(Region pointing data)

╭──

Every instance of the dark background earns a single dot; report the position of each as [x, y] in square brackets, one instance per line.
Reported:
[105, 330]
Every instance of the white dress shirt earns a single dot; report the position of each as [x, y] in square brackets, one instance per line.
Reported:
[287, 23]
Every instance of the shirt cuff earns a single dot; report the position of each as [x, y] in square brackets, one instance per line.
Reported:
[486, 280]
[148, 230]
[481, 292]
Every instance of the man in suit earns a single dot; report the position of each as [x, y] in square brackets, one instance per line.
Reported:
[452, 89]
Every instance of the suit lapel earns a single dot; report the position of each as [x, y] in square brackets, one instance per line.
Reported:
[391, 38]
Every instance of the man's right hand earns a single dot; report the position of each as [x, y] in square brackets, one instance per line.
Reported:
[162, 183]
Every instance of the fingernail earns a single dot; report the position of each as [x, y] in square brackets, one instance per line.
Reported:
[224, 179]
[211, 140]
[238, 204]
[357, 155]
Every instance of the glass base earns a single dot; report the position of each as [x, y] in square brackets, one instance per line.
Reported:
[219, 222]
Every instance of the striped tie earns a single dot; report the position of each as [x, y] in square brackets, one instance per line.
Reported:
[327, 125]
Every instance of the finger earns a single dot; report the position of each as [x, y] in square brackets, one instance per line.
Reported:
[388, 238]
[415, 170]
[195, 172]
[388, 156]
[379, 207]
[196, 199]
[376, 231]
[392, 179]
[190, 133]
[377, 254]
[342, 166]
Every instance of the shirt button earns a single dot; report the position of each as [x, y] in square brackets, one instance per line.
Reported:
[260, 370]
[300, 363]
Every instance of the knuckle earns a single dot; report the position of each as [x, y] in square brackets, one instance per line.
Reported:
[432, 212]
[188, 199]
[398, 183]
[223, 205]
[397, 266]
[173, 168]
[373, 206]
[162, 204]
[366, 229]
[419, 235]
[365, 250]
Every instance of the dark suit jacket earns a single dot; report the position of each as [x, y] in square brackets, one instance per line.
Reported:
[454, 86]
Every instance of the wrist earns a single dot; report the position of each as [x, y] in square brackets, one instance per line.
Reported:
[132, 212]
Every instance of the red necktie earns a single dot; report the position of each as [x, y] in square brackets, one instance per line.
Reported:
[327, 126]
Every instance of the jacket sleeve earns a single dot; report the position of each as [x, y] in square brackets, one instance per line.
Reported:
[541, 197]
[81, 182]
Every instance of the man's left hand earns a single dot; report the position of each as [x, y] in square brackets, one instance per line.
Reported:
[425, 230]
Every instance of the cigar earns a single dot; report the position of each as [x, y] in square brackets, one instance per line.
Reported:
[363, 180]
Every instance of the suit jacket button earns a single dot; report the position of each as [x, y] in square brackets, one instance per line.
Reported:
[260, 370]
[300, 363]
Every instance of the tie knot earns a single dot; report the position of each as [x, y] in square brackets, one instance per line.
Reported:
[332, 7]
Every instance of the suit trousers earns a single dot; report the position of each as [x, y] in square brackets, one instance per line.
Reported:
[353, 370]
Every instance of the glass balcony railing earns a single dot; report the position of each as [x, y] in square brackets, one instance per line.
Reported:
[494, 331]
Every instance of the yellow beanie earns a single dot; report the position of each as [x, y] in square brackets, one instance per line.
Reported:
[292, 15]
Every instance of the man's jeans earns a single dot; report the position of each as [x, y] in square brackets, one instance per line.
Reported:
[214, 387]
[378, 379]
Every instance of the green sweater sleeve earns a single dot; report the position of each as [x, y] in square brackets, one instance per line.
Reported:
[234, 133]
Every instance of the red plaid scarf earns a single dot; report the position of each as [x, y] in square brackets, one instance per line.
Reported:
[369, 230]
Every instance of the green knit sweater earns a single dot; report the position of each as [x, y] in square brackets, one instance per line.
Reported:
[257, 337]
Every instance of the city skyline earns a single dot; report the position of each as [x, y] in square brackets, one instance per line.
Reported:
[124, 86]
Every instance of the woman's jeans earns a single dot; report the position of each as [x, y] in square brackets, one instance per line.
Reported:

╰──
╭──

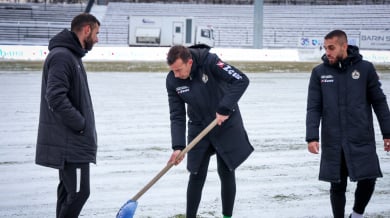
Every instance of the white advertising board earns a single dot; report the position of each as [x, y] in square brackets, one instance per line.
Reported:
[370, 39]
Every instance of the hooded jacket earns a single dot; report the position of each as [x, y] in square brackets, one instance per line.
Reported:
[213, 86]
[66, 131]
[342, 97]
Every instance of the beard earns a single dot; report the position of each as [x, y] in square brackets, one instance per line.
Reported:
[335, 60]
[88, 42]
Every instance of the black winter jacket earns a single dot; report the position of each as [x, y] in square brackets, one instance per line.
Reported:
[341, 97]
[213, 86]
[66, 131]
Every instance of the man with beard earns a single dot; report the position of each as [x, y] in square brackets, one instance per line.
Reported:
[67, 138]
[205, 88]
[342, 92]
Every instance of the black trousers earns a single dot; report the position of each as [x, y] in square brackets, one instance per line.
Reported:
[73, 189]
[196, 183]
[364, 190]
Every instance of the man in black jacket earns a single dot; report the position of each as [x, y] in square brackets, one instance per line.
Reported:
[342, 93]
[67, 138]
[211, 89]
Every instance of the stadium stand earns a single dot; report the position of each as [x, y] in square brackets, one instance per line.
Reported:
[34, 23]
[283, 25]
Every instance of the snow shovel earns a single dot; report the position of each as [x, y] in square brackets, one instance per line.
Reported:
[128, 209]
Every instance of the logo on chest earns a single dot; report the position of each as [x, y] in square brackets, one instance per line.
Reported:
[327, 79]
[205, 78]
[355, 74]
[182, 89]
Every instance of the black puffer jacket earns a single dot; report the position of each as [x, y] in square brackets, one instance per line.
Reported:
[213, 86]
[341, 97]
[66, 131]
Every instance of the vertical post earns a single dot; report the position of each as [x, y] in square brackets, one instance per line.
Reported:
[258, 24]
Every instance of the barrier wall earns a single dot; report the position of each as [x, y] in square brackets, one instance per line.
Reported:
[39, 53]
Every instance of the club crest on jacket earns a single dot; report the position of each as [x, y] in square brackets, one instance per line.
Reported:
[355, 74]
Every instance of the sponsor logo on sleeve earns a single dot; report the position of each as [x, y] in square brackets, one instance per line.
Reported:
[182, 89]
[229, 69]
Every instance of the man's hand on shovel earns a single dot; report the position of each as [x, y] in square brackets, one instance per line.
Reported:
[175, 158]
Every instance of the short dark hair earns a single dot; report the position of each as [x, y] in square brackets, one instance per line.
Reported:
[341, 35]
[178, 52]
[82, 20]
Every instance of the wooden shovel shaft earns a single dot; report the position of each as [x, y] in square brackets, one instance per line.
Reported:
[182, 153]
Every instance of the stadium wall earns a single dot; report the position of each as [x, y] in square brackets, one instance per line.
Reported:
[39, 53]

╰──

### PROBLEM TO WORK ON
Report the number of lines in the entries where the word "sleeve" occurs, and add nothing else.

### EXERCISE SOLUTION
3